→ **EXERCISE PASSAGE**:
((
You're not a cop, no shit you won't feel confident in doing it. I would hope that cops have enough training and discipline to be confident enough in dealing with dangerous matters, especially when the matter involves a 12 year old kid. Having a BP vest is just a bonus at this point. 

two *seconds* is enough time for a 12 year old kid? Are you even reading what you're typing? Don't put yourself into the situation, put a 12 year old kid in the situation. I know that my 11 year old little brother would be nervous as fuck (and he could quite possibly show off a fake gun at school because he's a kid and kids are stupid) and not know what to do let alone be well read on the fucking police manual. 

The police could have very well called for backup if they didn't think they could deal with the situation, have you ever thought of that? If they went under the assumption that his gun was real (even though the caller said its probably fake) then they should go in if they have enough confidence to deal with or call for backup if they don't. Furthermore, the kid didn't physically or verbally threaten them, he probably thought that they were there because of the gun and he was taking it out to show them it was fake or w/e.


----------



## brolmes (Nov 27, 2014)

heavy_rasengan said:


> You're not a cop, no shit you won't feel confident in doing it.



ad hominem

pls get an education


----------



## Hunted by sister (Nov 27, 2014)

brolmes said:


> ad hominem
> 
> pls get an education


> implying a basement warrior like brolmes or Xiam~ has the same level of confidence and is as competent as a police officer after years of training

Bitch, please. And the fact is that bulletproof vests DO provide some protection, after all, they are not just for show. 

Also, not all shots are lethal. Whoever thinks that is a god damn moron who plays too much CoD. Of course, a brainshot or a shot to upper spinal column a will kill you instantly (not necessarily!), a hit to a critical artery (contrary to a popular opinion they are hard to hit) will make you bleed out in minutes (anyone trained in first-aid, like a police officer, can hold you alive until medics arrive), but usually a gunshot means plenty of time (15+ minutes, with few exceptions) to be saved, even if you get hit in a vital organ. If the gunshot victim is alive when admitted to hospital, there is a *67%* chance that he'll survive. That's just a bit more than two-thirds. People who were shot and are not treated almost always die from *blood loss*.

Hell, there are people who took 20+ bullets (in one go) and survived (i.e. Joseph Guzman)

And watch the fucking video. The kid is bleeding out on the ground 3 seconds after the police car stops. The pistol in his pants. 

Anyone who thinks he had enough time to react or think through the situation is fucking delusional, and anyone who's trying to justify the cop's actions is FUBAR in the head. 

Oh gee, I wonder where Mael went. 

//HbS


----------



## Xiammes (Nov 27, 2014)

heavy_rasengan said:


> You're not a cop, no shit you won't feel confident in doing it. I would hope that cops have enough training and discipline to be confident enough in dealing with dangerous matters, especially when the matter involves a 12 year old kid. Having a BP vest is just a bonus at this point.
))
→ **DATA EXTRACT**:
((
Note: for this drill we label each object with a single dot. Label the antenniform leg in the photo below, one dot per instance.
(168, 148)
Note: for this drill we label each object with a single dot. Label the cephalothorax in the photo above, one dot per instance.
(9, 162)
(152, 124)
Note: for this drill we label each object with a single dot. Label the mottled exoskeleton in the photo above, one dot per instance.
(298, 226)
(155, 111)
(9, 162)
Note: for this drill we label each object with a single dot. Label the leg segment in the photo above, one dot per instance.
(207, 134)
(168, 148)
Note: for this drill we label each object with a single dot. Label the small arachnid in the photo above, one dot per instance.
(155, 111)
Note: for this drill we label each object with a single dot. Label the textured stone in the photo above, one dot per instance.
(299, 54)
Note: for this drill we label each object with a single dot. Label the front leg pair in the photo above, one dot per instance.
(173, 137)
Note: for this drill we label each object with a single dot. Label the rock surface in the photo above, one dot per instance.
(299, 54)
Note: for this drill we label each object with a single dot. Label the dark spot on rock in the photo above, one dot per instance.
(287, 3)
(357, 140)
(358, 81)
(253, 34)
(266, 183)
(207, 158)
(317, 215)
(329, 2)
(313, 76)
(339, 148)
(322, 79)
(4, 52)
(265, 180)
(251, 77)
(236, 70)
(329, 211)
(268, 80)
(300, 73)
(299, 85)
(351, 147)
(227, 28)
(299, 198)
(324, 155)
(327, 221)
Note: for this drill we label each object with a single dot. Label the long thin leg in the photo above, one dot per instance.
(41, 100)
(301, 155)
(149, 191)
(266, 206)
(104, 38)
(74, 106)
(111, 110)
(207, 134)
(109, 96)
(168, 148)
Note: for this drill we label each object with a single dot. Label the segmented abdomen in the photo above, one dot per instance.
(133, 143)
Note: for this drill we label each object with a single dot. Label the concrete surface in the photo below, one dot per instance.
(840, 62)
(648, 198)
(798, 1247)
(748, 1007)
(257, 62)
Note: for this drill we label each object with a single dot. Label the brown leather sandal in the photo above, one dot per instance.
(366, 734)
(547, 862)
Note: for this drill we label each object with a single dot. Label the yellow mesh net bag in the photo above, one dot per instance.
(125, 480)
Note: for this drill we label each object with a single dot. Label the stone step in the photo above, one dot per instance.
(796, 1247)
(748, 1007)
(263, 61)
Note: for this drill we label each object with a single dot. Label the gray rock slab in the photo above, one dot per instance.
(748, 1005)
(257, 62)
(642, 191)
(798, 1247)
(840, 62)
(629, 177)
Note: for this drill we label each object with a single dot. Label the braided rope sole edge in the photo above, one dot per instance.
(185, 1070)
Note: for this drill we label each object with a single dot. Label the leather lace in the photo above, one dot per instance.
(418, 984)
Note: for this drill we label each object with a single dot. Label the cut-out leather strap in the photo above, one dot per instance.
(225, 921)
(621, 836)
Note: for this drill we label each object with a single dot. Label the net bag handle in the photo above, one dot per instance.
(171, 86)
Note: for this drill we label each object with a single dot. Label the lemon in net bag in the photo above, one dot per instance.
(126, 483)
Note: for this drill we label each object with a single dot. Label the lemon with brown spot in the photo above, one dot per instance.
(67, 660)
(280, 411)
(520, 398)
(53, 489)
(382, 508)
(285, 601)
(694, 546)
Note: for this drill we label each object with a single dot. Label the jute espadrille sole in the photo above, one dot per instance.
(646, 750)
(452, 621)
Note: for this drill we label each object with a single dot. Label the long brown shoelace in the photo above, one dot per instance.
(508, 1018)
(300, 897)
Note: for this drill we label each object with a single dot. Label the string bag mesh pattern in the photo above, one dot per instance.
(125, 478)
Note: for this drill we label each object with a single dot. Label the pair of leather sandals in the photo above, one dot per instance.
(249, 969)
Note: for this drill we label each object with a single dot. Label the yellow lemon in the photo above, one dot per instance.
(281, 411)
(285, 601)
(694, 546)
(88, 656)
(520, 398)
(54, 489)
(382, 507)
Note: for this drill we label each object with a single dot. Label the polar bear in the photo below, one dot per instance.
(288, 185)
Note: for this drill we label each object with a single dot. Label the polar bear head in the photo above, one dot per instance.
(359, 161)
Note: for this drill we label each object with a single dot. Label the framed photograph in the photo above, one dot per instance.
))
→ **YOUR GOAL**:
Answer these questions using the forum thread above.
(a) How old is the little brother of the person who wrote the first post?
(b) What chance of survival does the thread give for a gunshot victim who is still alive when admitted to hospital?
(c) Who is named as someone who took 20+ bullets in one go and survived?
The data come from a different source than the forum thread.

→ **EXERCISE OUTPUT**:
(a) 11 years old
(b) 67%
(c) Joseph Guzman